Exercise: Count the lines in the entries below that contain the string "support", with uppercase and lowercase treated as different, and reply with only that number.

Input material:
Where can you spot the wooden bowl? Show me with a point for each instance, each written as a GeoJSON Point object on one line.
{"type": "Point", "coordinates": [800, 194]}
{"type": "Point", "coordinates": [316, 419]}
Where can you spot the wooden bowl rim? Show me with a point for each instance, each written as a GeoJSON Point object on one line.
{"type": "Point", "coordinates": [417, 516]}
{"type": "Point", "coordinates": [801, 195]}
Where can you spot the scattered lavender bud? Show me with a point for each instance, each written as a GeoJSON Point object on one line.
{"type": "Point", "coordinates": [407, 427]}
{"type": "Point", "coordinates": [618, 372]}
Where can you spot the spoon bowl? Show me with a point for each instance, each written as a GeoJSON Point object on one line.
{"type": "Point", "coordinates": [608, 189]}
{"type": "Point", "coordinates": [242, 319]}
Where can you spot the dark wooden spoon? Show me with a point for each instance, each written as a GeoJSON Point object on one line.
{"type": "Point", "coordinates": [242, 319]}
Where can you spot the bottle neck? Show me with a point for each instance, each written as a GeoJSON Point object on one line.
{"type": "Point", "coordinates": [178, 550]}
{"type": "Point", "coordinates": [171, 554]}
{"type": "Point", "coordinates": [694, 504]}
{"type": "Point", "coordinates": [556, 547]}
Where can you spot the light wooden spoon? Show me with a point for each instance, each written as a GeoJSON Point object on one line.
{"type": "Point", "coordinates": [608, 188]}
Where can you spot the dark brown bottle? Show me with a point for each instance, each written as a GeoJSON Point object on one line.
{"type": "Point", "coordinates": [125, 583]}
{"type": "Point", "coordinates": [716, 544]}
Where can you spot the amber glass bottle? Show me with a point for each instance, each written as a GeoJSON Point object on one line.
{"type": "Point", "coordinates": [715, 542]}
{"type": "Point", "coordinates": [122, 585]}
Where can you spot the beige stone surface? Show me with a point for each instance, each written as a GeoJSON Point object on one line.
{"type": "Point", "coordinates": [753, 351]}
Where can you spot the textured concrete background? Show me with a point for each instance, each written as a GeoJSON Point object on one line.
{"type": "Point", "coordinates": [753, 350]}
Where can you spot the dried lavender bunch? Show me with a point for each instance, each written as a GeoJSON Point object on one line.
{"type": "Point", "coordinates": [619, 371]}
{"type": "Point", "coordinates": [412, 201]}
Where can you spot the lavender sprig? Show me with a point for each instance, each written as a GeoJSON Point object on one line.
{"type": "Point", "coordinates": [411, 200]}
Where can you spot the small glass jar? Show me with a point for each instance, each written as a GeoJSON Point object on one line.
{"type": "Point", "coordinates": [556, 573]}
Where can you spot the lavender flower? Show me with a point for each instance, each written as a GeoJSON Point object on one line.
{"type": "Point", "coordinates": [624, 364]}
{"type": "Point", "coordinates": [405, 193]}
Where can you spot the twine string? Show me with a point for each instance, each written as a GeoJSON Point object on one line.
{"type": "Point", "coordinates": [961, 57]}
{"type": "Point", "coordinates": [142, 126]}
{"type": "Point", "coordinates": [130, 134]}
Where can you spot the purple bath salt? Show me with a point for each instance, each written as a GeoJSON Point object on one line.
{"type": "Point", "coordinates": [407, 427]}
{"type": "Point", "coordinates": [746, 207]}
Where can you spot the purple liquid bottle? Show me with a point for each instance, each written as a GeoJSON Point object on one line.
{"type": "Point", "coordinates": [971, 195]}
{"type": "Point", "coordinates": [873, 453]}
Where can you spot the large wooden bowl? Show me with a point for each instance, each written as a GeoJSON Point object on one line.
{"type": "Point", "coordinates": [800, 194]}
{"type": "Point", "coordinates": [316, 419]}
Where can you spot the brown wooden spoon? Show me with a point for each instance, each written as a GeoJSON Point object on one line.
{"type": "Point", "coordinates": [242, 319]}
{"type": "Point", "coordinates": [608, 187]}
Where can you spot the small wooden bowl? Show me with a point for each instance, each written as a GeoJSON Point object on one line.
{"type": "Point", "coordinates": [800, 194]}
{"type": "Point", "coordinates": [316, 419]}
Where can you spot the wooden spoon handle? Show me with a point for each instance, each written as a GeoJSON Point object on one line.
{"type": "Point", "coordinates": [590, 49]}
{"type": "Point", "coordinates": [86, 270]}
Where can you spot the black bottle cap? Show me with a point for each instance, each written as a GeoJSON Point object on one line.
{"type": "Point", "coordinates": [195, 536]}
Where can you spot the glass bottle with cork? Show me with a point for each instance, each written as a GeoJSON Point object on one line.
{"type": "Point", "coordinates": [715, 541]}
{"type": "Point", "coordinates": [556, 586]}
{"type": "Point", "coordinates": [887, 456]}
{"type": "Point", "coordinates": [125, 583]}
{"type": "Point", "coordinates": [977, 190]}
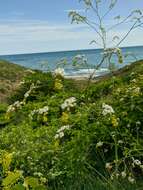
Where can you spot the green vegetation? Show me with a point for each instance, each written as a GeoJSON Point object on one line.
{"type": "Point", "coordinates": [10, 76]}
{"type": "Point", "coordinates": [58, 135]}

==

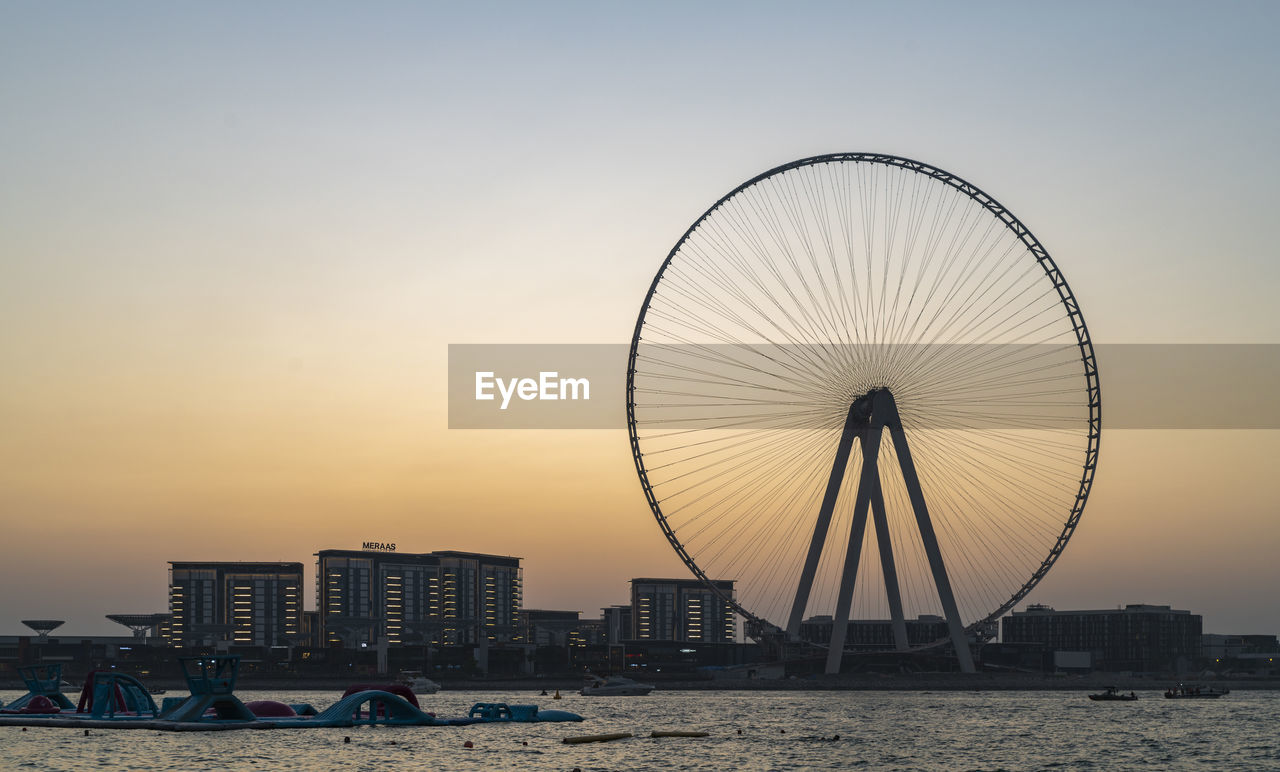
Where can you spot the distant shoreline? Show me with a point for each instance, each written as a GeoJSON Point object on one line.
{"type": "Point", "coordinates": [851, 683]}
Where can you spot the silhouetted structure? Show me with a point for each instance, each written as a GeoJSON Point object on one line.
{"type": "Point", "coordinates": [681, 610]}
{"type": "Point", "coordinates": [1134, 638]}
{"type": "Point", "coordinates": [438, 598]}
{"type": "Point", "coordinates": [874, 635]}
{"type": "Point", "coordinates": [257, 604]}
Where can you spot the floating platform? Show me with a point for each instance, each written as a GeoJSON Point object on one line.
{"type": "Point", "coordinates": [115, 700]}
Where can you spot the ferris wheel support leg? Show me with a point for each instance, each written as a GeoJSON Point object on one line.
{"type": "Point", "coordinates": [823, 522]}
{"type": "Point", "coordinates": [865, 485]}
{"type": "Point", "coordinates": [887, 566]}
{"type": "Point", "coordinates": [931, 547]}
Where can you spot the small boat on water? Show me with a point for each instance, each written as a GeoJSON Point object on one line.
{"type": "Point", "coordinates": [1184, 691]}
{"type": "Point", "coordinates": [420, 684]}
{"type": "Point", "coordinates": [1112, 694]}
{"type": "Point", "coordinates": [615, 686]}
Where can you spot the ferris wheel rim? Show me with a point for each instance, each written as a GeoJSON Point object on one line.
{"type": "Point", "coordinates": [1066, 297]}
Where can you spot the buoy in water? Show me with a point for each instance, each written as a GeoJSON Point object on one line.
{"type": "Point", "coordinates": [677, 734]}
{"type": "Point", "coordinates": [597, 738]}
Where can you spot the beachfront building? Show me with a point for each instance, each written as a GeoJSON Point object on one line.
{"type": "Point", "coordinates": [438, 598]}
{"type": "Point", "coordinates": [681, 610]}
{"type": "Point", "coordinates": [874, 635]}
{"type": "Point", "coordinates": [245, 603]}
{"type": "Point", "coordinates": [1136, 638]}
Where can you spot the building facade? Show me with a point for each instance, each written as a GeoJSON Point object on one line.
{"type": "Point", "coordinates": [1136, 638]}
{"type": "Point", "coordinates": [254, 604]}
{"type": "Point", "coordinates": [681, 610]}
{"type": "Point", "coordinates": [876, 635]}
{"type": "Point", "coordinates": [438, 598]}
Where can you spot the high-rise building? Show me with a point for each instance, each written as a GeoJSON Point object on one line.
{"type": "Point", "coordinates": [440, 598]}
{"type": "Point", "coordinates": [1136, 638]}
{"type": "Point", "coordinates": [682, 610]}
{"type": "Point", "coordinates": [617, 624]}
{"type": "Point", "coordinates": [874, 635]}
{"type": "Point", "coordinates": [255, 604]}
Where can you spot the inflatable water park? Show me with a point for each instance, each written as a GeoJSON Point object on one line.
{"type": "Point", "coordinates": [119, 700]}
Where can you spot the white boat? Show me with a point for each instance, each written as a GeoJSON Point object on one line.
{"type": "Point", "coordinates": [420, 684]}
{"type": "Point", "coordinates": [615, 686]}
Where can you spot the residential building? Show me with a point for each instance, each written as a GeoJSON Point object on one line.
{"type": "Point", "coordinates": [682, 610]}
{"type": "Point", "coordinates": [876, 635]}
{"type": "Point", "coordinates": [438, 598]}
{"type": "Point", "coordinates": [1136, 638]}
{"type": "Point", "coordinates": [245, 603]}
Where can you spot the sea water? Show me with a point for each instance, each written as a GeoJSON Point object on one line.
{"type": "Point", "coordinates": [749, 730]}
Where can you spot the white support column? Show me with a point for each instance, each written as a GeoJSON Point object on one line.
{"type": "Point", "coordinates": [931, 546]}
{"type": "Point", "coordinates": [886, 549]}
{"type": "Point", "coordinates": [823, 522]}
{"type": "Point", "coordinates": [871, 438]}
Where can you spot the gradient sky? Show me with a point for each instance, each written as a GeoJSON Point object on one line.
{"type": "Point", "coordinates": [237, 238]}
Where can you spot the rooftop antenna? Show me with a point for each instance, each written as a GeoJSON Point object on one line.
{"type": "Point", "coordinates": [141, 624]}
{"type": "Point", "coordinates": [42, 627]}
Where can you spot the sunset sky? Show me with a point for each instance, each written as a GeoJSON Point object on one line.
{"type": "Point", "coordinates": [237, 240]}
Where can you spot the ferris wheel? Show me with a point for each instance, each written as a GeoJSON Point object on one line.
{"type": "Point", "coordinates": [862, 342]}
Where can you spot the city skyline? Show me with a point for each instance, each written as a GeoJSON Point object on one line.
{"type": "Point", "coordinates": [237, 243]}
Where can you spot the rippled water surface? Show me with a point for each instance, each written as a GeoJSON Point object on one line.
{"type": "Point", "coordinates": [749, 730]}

Answer for the task: 2